### WHAT IS NEEDED
List every person in the chat notes whose words are quoted after their name and a colon.

### PASSAGE SHOWN
************
Here are some of the insights shared in the chat:

https://igipartners.com/read-holacracy-comic-book-free#page-1

Marielle: we shouldn’t forget the algorithms/hands behind the scenes that influence who becomes the influencers and who the influencers influence…

Judy: Algorithms are terrible and biased.

On DADA people level up by acquiring dots the more they draw and people can only draw from their dot level and down. However, artists can decide what level can respond to them and most artists, including the ones with more dots, allow all levels to respond.

Marielle: There is something fascinating about the downgrading of one's level as a way of valuing improved access and “fresh blood”.

Judy: It’s a way to welcome everyone or almost everyone to your drawing. To open it to a variety of responses.

Ilan: it’s kind of like an inversion in a way.

Marielle: we should explore the economics of that action.

Ilan spoke about a game designed by Lenara Verle:

http://www.coinspiration.org/game/

Antonio: Why do not we use (maybe fluid or dynamic) “brackets” to control the power of money?

Judy: I have a problem with the concept of donations, because it ascribes charity to something that has value, and should be valued.

Marielle: personally view it as a way of recognizing values that are not being accounted for, rather than a “donation” or charity.

Judy: I agree that donation or support works when its for unaccounted or more abstract value.

Antonio: The quadratic function could work (just as in QV)

James: It’s also very easy to game still. I will split my money into 10 accounts and spend it accordingly = I still have all the power.

The idea of assigning voting rights to collectors sparked an interesting discussion about what this would that entail, or should they have voting power.

Ilan: I feel like x amount of paintings purchased = how much power is tricky.

Marielle: I’m going to explore some classic aesthetics works to see if anything bubbles up.

Antonio: You can equal buying to selling in votes and them stuff is balances (just gotta lower the function for the artists).
************
### DATASET CONTENT
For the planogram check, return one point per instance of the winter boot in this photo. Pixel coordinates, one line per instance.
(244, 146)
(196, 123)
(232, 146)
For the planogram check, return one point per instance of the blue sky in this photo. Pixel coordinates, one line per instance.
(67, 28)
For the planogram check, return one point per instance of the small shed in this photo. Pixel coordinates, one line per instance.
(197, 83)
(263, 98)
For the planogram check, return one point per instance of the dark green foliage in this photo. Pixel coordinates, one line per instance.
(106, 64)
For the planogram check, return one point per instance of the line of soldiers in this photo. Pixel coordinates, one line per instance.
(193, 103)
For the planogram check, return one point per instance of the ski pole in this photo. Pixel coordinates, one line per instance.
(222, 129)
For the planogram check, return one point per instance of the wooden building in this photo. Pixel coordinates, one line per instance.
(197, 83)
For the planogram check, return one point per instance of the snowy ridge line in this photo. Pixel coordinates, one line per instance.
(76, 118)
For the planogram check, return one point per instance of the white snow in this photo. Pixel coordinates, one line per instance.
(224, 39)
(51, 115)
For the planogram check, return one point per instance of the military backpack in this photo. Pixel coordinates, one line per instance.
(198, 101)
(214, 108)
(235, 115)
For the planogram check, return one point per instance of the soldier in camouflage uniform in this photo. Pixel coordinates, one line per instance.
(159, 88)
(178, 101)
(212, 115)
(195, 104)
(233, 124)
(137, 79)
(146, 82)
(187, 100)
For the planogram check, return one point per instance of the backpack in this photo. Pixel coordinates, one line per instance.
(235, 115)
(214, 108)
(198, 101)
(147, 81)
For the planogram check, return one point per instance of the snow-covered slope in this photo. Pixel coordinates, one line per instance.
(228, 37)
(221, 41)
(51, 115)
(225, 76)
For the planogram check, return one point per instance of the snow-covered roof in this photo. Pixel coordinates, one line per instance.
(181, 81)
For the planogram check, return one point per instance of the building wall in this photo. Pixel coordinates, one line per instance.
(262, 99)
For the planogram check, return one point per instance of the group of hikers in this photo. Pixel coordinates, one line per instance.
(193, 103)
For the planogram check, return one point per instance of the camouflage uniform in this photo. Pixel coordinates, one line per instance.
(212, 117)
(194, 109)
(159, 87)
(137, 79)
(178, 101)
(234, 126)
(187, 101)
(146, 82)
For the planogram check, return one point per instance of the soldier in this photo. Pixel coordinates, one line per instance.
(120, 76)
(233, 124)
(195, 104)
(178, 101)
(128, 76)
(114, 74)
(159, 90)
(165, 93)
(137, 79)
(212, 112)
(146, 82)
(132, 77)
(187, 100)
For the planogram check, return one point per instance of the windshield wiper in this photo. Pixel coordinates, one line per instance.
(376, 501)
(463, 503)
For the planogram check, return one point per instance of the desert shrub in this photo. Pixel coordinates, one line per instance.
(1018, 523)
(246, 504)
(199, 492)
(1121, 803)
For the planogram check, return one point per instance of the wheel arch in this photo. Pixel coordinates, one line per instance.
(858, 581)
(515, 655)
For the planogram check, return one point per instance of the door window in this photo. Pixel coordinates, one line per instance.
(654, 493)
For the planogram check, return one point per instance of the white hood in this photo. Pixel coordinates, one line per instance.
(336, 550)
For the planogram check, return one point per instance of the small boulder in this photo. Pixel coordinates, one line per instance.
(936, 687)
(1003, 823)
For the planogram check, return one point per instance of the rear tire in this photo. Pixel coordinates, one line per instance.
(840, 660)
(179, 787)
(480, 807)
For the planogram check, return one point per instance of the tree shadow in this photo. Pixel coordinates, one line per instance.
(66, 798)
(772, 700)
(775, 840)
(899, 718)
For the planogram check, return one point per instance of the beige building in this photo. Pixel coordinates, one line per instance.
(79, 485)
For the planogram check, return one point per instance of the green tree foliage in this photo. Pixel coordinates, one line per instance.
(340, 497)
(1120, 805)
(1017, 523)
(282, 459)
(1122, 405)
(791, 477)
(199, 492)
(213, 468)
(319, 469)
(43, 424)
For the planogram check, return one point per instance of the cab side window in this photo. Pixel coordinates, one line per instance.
************
### EXERCISE RESPONSE
Marielle, Judy, Ilan, Antonio, James